• _Passage shown_
· · ·
And in that same vein, that holder would add weight, theoretically increasing sustain.


If only it were that easy. If all you had to do was screw on some weights to get sustain everyone would do it.

From my experience sustain mainly comes from the body and neck. Brighter sounding woods don't absorb the string energy as much and typically sustain longer. The body vibrates with the string rather than muting it. Warmer woods have a arguably better tone but the softer body "muddles" the vibrations and the sustain suffers a bit.

I'd argue that extra "stuff" on the guitar (pickholders, stickers, thicker finishes), especially on the body, dull the tone and kill sustain. But on the headstock... I'd doubt you'd notice a difference.

-Tony
#22
Quote by X-plorer88
If only it were that easy. If all you had to do was screw on some weights to get sustain everyone would do it.
· · ·
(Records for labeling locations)

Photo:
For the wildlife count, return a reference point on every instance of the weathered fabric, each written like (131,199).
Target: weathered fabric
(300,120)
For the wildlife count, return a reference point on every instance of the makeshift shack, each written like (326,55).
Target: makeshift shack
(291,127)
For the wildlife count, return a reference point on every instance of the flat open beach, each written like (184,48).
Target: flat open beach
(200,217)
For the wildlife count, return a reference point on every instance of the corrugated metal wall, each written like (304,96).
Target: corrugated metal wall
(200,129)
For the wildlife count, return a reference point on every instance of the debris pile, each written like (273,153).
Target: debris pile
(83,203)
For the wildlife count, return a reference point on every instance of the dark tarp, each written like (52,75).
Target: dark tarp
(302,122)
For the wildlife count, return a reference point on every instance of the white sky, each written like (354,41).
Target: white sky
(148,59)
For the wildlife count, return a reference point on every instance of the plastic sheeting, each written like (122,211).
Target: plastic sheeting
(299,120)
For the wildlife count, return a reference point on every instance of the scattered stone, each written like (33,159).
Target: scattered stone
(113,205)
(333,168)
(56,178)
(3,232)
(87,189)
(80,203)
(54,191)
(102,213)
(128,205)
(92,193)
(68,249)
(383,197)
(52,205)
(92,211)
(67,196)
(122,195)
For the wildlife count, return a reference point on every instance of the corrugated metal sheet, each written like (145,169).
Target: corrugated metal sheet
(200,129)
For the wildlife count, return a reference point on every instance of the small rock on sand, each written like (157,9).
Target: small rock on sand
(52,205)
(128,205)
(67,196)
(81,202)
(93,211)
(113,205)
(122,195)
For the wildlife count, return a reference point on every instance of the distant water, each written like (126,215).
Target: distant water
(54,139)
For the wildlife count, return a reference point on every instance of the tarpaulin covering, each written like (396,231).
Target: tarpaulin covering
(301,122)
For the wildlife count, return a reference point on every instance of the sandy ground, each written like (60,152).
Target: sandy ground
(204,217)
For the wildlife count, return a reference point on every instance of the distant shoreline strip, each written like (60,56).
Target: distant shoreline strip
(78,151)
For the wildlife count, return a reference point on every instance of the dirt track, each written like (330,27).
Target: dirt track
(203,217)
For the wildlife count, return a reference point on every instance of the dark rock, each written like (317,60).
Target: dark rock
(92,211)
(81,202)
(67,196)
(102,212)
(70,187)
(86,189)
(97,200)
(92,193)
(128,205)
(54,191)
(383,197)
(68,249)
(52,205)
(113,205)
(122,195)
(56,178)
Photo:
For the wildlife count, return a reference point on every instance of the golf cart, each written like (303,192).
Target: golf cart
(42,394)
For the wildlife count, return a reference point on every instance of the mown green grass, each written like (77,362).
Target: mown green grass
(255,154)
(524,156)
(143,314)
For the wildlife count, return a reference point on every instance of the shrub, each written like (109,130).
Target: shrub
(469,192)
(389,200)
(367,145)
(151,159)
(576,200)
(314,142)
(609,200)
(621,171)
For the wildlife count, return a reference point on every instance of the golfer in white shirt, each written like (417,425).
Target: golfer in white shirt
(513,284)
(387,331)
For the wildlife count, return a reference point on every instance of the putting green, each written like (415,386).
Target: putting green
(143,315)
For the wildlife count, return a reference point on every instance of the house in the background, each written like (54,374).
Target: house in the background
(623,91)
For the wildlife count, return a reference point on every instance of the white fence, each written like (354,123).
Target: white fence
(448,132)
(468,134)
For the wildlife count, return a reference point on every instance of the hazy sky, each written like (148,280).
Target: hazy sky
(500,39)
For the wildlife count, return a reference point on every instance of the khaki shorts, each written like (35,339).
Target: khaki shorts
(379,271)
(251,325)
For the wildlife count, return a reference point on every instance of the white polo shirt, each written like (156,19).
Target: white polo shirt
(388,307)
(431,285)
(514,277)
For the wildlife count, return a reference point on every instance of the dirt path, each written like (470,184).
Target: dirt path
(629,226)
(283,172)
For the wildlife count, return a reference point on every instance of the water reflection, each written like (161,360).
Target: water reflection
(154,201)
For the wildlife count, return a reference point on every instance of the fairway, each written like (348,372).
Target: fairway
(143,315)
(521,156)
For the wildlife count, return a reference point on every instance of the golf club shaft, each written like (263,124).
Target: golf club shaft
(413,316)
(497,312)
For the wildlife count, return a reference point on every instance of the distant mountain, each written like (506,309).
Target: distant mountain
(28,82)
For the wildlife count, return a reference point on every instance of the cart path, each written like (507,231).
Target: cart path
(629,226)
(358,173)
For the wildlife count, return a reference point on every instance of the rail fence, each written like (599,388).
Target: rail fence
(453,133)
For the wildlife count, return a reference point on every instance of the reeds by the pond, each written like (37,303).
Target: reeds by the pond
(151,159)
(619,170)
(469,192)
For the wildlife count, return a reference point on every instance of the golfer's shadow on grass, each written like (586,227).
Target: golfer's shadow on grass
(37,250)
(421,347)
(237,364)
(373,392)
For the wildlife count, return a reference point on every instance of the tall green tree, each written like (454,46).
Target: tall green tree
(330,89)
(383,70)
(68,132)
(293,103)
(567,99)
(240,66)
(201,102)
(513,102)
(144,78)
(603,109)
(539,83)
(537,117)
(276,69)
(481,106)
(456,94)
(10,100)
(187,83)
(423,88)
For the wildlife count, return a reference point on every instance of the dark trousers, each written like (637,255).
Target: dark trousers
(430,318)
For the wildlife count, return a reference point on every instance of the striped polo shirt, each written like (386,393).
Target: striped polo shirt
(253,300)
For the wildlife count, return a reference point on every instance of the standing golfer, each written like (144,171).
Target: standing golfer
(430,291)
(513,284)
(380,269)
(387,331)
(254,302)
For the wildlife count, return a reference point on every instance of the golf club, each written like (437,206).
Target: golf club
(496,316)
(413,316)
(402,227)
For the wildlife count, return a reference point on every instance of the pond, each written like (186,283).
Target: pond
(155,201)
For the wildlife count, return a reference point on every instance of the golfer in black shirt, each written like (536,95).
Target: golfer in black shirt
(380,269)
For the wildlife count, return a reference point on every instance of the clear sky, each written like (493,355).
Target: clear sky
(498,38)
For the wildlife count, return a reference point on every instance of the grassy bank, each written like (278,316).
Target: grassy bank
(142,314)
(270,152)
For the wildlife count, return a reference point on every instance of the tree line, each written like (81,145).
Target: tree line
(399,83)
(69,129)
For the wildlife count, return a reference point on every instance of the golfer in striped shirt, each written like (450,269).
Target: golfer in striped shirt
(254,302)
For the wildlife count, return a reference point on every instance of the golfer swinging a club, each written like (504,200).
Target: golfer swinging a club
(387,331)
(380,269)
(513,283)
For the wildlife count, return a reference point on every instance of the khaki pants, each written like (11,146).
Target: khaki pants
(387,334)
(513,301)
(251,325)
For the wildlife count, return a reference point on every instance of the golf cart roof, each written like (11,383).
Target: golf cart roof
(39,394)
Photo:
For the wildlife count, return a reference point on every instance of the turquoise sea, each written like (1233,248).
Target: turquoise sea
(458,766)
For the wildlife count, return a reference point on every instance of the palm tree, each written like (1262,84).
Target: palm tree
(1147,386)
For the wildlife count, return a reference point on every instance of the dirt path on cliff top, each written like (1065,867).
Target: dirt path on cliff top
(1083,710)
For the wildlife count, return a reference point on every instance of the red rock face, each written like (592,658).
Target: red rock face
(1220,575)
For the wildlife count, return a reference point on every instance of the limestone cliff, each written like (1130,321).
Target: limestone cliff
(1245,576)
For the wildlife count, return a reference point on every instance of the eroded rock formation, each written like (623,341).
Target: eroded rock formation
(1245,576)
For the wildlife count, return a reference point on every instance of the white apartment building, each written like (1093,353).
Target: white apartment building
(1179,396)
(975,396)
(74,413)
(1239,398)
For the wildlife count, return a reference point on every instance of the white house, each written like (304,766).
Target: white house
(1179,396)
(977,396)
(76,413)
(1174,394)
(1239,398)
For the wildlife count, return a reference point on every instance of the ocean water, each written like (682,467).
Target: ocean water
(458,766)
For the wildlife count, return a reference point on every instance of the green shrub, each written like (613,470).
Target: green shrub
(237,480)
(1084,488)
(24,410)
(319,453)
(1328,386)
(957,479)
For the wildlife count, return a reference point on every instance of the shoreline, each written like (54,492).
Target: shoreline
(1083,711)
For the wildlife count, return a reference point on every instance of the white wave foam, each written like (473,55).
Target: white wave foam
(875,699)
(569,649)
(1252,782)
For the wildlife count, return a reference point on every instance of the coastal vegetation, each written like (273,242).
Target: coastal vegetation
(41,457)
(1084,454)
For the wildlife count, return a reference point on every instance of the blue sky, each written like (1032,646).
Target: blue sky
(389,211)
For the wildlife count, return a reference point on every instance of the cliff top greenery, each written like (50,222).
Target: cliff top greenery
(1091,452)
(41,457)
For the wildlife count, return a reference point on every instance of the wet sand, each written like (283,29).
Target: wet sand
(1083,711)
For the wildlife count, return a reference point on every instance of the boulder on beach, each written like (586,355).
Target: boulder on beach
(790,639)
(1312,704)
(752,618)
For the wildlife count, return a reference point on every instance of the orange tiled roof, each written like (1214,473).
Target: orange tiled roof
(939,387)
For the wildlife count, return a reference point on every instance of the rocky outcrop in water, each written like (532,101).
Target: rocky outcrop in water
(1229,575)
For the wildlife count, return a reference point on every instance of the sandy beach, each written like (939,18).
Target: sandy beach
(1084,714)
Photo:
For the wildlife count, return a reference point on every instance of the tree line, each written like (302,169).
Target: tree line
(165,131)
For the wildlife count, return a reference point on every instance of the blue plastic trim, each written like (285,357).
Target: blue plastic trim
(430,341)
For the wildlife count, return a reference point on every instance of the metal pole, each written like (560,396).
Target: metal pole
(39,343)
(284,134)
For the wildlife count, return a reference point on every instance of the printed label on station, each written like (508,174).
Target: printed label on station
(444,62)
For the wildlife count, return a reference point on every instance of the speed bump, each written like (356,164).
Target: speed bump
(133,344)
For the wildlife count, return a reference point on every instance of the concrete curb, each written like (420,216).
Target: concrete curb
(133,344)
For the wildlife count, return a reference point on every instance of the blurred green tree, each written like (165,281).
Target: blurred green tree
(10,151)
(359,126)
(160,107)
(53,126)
· · ·
• _What is required_
Proceed with the forum discussion on guitar sustain, picking up after its final line. The entries come from a separate source.

• _Reply_
From my experience sustain mainly comes from the body and neck. Brighter sounding woods don't absorb the string energy as much and typically sustain longer. The body vibrates with the string rather than muting it. Warmer woods have a arguably better tone but the softer body "muddles" the vibrations and the sustain suffers a bit.

I'd argue that extra "stuff" on the guitar (pickholders, stickers, thicker finishes), especially on the body, dull the tone and kill sustain. But on the headstock... I'd doubt you'd notice a difference.

-Tony


false, it comes from weight.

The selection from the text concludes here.